• **Exercise**
Whatever follows the line containing "each green foliage outside window -> box" in the listing below should be printed exactly, along with that line itself.

====

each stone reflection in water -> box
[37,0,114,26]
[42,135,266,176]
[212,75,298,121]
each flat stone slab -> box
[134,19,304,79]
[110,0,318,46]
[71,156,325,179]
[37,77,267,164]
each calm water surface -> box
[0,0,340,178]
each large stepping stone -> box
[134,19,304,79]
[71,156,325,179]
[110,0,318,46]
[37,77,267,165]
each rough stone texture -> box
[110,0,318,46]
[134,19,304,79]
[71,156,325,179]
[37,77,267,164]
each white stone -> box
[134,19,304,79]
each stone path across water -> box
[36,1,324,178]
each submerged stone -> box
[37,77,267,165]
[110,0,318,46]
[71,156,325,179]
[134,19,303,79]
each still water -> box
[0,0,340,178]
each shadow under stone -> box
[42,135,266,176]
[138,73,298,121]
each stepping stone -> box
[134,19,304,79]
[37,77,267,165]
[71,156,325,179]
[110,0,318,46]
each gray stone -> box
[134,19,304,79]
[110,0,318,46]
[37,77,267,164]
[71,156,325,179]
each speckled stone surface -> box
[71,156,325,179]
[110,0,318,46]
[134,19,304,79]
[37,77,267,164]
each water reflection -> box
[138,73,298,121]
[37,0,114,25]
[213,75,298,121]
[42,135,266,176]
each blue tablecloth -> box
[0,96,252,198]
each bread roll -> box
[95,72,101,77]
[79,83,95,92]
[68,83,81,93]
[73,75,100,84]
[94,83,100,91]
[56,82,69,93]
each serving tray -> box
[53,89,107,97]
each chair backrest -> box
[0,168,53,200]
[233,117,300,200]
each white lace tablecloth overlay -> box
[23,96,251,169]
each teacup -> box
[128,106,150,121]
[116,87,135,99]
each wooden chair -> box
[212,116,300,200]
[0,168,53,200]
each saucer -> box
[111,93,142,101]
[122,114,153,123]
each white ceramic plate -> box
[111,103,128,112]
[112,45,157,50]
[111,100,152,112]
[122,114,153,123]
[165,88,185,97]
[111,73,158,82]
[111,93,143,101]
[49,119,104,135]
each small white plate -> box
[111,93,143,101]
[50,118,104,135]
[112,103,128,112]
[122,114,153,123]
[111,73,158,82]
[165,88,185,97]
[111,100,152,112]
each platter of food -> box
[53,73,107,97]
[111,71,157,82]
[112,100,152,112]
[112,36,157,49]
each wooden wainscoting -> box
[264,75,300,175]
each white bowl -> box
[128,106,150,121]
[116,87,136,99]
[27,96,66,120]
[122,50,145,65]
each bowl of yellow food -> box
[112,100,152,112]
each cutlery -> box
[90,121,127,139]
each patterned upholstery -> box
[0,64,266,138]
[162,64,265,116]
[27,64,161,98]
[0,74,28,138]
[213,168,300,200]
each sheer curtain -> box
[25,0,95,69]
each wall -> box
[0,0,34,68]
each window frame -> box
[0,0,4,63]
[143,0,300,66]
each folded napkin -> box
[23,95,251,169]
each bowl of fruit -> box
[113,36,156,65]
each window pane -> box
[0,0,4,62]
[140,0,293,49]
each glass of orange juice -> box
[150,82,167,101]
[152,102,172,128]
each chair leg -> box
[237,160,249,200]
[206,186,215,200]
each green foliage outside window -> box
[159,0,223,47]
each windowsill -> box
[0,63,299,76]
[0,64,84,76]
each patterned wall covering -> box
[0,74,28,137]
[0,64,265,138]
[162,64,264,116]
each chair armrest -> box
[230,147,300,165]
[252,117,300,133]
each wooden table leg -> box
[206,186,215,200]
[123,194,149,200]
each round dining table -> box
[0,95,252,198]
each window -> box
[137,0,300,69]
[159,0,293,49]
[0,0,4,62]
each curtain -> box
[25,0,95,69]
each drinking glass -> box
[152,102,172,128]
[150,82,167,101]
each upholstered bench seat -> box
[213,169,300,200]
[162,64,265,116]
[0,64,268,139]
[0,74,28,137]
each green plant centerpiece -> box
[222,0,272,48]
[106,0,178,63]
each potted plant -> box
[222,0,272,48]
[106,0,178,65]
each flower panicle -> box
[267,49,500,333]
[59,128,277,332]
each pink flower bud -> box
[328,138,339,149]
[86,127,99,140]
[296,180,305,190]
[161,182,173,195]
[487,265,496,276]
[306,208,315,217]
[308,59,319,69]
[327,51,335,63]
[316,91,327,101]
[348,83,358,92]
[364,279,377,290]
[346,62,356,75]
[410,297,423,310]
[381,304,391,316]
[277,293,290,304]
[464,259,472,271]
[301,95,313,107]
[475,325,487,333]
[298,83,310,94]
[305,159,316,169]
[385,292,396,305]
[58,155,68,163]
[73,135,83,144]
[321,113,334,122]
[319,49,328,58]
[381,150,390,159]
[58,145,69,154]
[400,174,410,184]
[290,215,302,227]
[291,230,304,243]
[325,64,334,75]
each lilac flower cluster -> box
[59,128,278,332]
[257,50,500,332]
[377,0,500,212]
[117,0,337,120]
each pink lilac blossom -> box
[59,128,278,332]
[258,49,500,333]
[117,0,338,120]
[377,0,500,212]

====

• **Task answer**
each green foliage outside window -> box
[159,0,223,47]
each windowsill -> box
[0,63,299,76]
[0,64,84,76]
each patterned wall covering -> box
[0,74,28,137]
[0,64,265,138]
[162,64,264,116]
each chair armrest -> box
[230,147,300,165]
[252,117,300,133]
each wooden table leg -> box
[206,186,215,200]
[123,194,149,200]
each round dining table -> box
[0,95,252,198]
each window -> box
[137,0,300,69]
[159,0,293,49]
[0,0,4,62]
each curtain -> box
[25,0,95,69]
each drinking glass -> box
[152,102,172,128]
[150,82,167,101]
each upholstered bench seat -> box
[213,169,300,200]
[162,64,265,116]
[0,64,268,139]
[0,74,28,137]
each green plant centerpiece -> box
[222,0,272,48]
[106,0,178,63]
each potted plant -> box
[222,0,272,48]
[106,0,178,65]
each flower panicle -> box
[267,49,500,333]
[59,128,277,332]
each pink flower bud -> box
[328,138,339,149]
[86,127,99,140]
[296,180,305,190]
[161,182,173,195]
[487,265,496,276]
[306,208,315,217]
[308,59,319,69]
[327,51,335,63]
[316,91,327,101]
[348,83,358,92]
[364,279,377,290]
[346,62,356,75]
[410,297,423,310]
[381,304,391,316]
[277,293,290,304]
[464,259,472,271]
[301,95,313,107]
[475,325,487,333]
[298,83,310,94]
[305,159,316,169]
[385,292,396,305]
[58,155,68,163]
[73,135,83,144]
[321,113,334,122]
[319,49,328,58]
[381,150,390,159]
[58,145,69,154]
[400,174,410,184]
[290,215,302,227]
[291,230,304,243]
[325,64,334,75]
each lilac flower cluster -> box
[59,128,278,332]
[257,50,500,332]
[377,0,500,212]
[117,0,337,120]
each pink lilac blossom -> box
[59,128,278,332]
[258,49,500,333]
[117,0,338,120]
[377,0,500,212]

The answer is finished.